Exercise goal
Each line from the first line of the entries through the line holding "For every <instance>" is to be restated word for word; nothing else, and no picture, belongs in the answer.

*** Excerpted records ***

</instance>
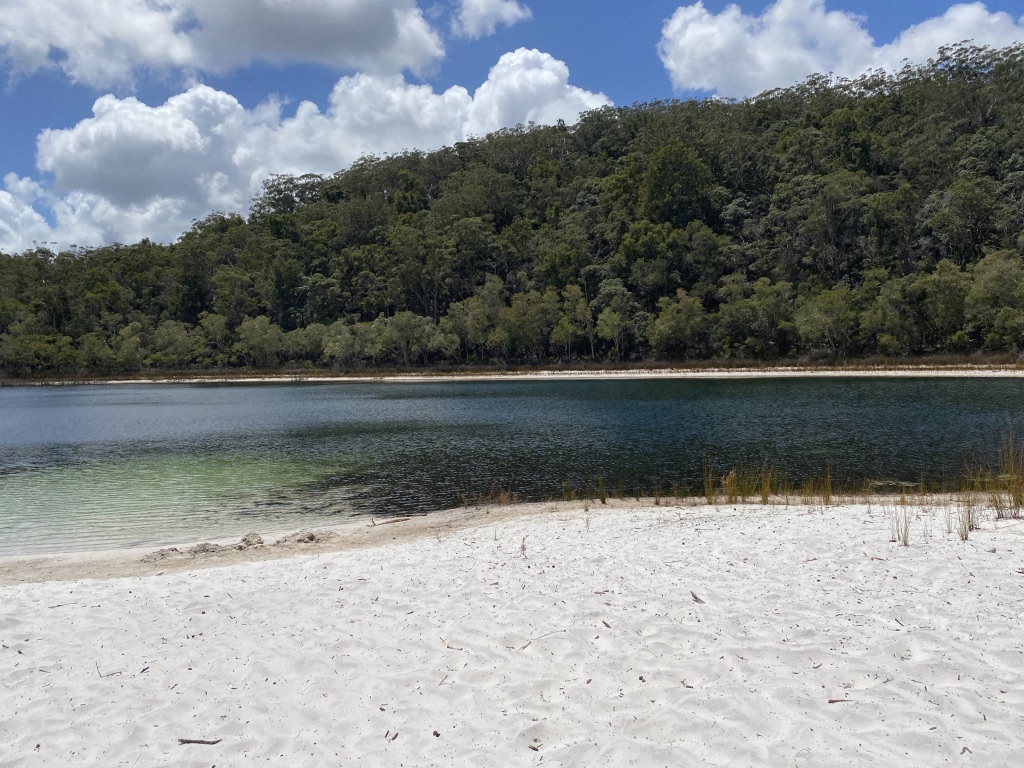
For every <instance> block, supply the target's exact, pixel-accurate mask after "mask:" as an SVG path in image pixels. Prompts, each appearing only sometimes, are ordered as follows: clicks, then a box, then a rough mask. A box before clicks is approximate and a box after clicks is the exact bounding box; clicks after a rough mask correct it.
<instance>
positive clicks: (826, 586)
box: [0, 505, 1024, 768]
mask: <svg viewBox="0 0 1024 768" xmlns="http://www.w3.org/2000/svg"><path fill="white" fill-rule="evenodd" d="M534 512H535V513H534V514H530V515H529V516H525V517H517V516H516V515H515V514H514V513H510V512H508V511H505V512H504V513H503V514H502V515H501V516H499V515H497V514H496V515H495V517H494V518H492V519H489V520H488V521H487V523H486V524H482V525H480V524H467V525H461V526H460V525H457V526H447V527H444V526H439V527H435V528H434V529H433V530H431V529H429V527H428V526H426V525H424V526H423V527H421V529H420V535H419V536H396V540H395V541H387V540H385V539H382V540H381V541H380V542H377V543H374V544H373V546H362V547H358V548H350V547H349V548H341V549H338V550H337V551H322V552H318V554H315V555H312V556H309V555H297V556H293V557H288V558H284V559H267V560H257V561H249V562H238V563H233V564H229V565H225V566H223V567H216V568H206V569H184V570H177V571H170V572H162V573H161V572H159V571H154V572H150V574H146V575H133V577H130V578H121V579H106V580H87V579H78V580H75V581H62V582H55V581H51V582H42V583H34V584H20V585H12V586H6V587H2V588H0V643H2V648H0V683H2V686H3V690H2V695H0V765H3V766H65V765H96V766H135V765H139V766H171V765H173V766H205V767H209V766H211V765H216V766H218V768H223V767H224V766H251V765H254V764H256V763H257V762H260V763H264V762H265V763H269V764H271V765H288V766H314V765H315V766H319V765H350V764H359V765H374V766H452V765H459V766H463V765H465V766H526V765H530V766H534V765H548V766H581V767H582V766H602V765H603V766H627V765H636V766H679V765H722V766H725V765H729V766H746V765H750V766H762V765H769V766H774V765H777V766H794V765H797V766H834V765H835V766H841V765H906V766H919V765H979V766H981V765H983V766H1012V765H1020V764H1021V763H1020V761H1021V755H1022V754H1024V675H1022V672H1021V671H1022V670H1024V646H1022V644H1021V642H1020V641H1021V635H1020V628H1021V620H1022V617H1024V574H1022V573H1020V572H1019V570H1020V569H1022V568H1024V539H1022V537H1024V525H1022V524H1021V523H1020V522H999V523H998V524H997V525H995V524H994V523H992V522H986V523H985V525H984V529H983V530H979V531H975V532H974V534H973V535H972V537H971V539H970V540H969V541H968V542H966V543H965V542H961V541H959V540H958V539H957V538H956V536H955V535H947V534H946V532H945V529H944V526H943V525H942V523H941V521H940V520H939V519H938V518H934V519H929V518H928V517H927V516H924V517H920V518H918V519H915V520H913V521H912V525H911V542H910V546H909V547H906V548H904V547H899V546H897V545H896V544H893V543H890V541H889V538H890V537H889V530H890V524H889V520H888V519H887V518H886V517H885V516H884V515H883V514H882V511H881V509H880V508H879V507H878V506H874V507H873V508H869V507H865V506H853V505H848V506H837V507H828V508H825V509H820V508H818V509H809V508H804V507H787V508H784V507H769V508H762V507H737V508H732V507H729V506H725V505H722V506H720V507H719V508H709V507H696V508H674V507H652V508H647V509H643V508H633V509H629V508H626V509H605V508H602V507H600V505H597V506H595V507H594V508H592V509H590V511H589V512H586V511H584V510H583V509H574V510H572V509H565V508H558V509H552V510H548V511H547V512H545V511H544V510H541V513H540V514H539V513H537V510H536V509H535V510H534ZM391 527H393V528H398V527H400V526H399V525H395V526H391ZM926 531H927V536H926ZM139 572H147V571H139ZM179 739H201V740H209V741H217V743H212V744H207V743H184V744H182V743H179Z"/></svg>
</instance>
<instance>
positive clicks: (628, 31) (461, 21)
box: [0, 0, 1024, 253]
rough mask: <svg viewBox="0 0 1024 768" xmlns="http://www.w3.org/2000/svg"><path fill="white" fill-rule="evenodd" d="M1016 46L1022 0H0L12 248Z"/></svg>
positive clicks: (0, 73)
mask: <svg viewBox="0 0 1024 768" xmlns="http://www.w3.org/2000/svg"><path fill="white" fill-rule="evenodd" d="M963 40H973V41H974V42H975V43H976V44H978V45H989V46H993V47H1005V46H1007V45H1012V44H1014V43H1019V42H1024V0H988V1H987V2H959V3H954V2H947V1H946V0H738V1H736V2H726V1H725V0H702V1H701V2H680V1H679V0H675V1H674V2H672V1H668V0H632V1H631V2H626V1H625V0H104V1H103V2H102V3H95V2H88V1H87V0H0V251H4V252H7V253H13V252H19V251H23V250H26V249H31V248H35V247H48V248H52V249H54V250H56V249H65V248H68V247H72V246H77V247H95V246H101V245H108V244H111V243H134V242H137V241H139V240H141V239H143V238H148V239H150V240H153V241H155V242H161V243H172V242H174V241H175V240H177V238H178V237H180V236H181V234H182V233H183V232H184V231H186V230H187V229H188V228H189V227H190V226H191V223H193V222H194V221H196V220H199V219H203V218H205V217H206V216H207V215H208V214H209V213H210V212H212V211H221V212H224V213H232V212H238V213H242V214H246V213H248V210H249V204H250V201H251V200H252V198H253V196H254V195H256V194H258V193H259V189H260V185H261V183H262V181H263V180H264V179H265V178H266V177H267V176H269V175H270V174H274V173H291V174H302V173H318V174H324V175H329V174H332V173H335V172H337V171H340V170H343V169H345V168H346V167H348V166H349V165H350V164H351V163H352V162H353V161H355V160H357V159H358V158H360V157H366V156H368V155H377V156H385V155H389V154H393V153H399V152H406V151H414V150H421V151H431V150H436V148H439V147H441V146H445V145H451V144H453V143H455V142H457V141H461V140H465V139H467V138H472V137H476V136H485V135H486V134H487V133H490V132H493V131H496V130H498V129H501V128H504V127H511V126H515V125H517V124H528V123H530V122H534V123H538V124H552V123H555V122H557V121H558V120H563V121H565V122H566V123H568V124H572V123H574V122H575V120H577V119H578V116H579V115H580V113H581V112H585V111H588V110H594V109H598V108H601V106H604V105H616V106H624V105H630V104H633V103H637V102H644V101H650V100H654V99H668V98H690V97H707V96H717V97H724V98H742V97H744V96H752V95H756V94H758V93H760V92H762V91H764V90H767V89H770V88H775V87H785V86H790V85H793V84H795V83H798V82H800V81H802V80H803V79H805V78H806V77H807V76H809V75H812V74H815V73H834V74H835V75H836V76H837V77H847V78H854V77H857V76H858V75H860V74H863V73H864V72H865V71H867V70H872V69H873V70H877V69H884V70H887V71H894V70H896V69H898V68H899V67H900V66H901V63H902V62H903V61H907V60H908V61H911V62H925V61H927V60H928V59H929V58H930V57H932V56H934V55H935V54H936V52H937V51H938V49H939V47H940V46H942V45H948V44H953V43H956V42H959V41H963Z"/></svg>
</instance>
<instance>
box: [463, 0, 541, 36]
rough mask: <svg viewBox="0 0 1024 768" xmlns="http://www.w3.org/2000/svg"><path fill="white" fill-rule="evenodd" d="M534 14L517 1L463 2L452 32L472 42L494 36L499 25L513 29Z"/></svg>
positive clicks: (514, 0)
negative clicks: (493, 35) (453, 32)
mask: <svg viewBox="0 0 1024 768" xmlns="http://www.w3.org/2000/svg"><path fill="white" fill-rule="evenodd" d="M532 15H534V14H532V13H531V12H530V10H529V8H528V7H526V6H525V5H522V4H520V3H519V2H517V0H461V3H460V8H459V15H458V16H457V17H456V18H455V19H454V20H453V22H452V31H453V32H454V33H455V34H456V35H458V36H459V37H466V38H469V39H471V40H476V39H478V38H481V37H484V36H486V35H494V34H495V30H496V29H497V28H498V25H500V24H503V25H505V26H507V27H511V26H512V25H514V24H518V23H519V22H525V20H526V19H527V18H530V17H531V16H532Z"/></svg>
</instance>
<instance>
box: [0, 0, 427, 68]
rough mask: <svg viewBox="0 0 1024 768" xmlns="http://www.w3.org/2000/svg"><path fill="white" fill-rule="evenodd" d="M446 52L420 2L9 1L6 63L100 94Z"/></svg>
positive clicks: (378, 65)
mask: <svg viewBox="0 0 1024 768" xmlns="http://www.w3.org/2000/svg"><path fill="white" fill-rule="evenodd" d="M443 52H444V49H443V44H442V43H441V40H440V38H439V37H438V35H437V33H436V32H435V31H434V30H433V29H432V28H431V27H430V25H429V24H428V23H427V22H426V19H425V18H424V17H423V14H422V12H421V10H420V9H419V7H418V6H417V4H416V0H373V1H372V2H366V1H365V0H216V2H209V1H208V0H104V1H103V2H101V3H85V2H82V0H4V2H2V3H0V55H2V56H3V57H4V58H6V59H7V61H8V63H9V66H10V67H11V68H12V69H13V70H14V71H15V72H22V73H30V72H35V71H37V70H41V69H59V70H60V71H62V72H63V73H65V74H66V75H67V76H68V77H69V78H71V79H72V80H74V81H76V82H81V83H85V84H88V85H92V86H95V87H109V86H112V85H125V84H130V83H131V82H132V81H133V77H134V75H135V73H137V72H138V71H139V70H143V69H144V70H156V71H161V70H167V69H174V70H186V71H224V70H227V69H230V68H233V67H239V66H244V65H247V63H250V62H251V61H254V60H263V61H270V62H275V63H287V62H295V61H304V62H314V63H321V65H327V66H331V67H339V68H355V69H360V70H369V71H372V72H383V71H388V72H399V71H401V70H404V69H409V70H412V71H414V72H421V71H423V70H424V69H426V68H429V67H430V66H431V65H432V63H433V62H435V61H436V60H437V59H438V58H439V57H440V56H441V55H443Z"/></svg>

***

Written response
</instance>
For every <instance> block, supply the target's exact, pixel-accurate mask after "mask:" as an SVG path in image pixels. Prompts, each appearing only sometimes, are ordered as follows: clicks, then a box, then a rough mask. A box before clicks is approximate and a box after clicks is the exact bounding box; clicks after a rough mask correct it.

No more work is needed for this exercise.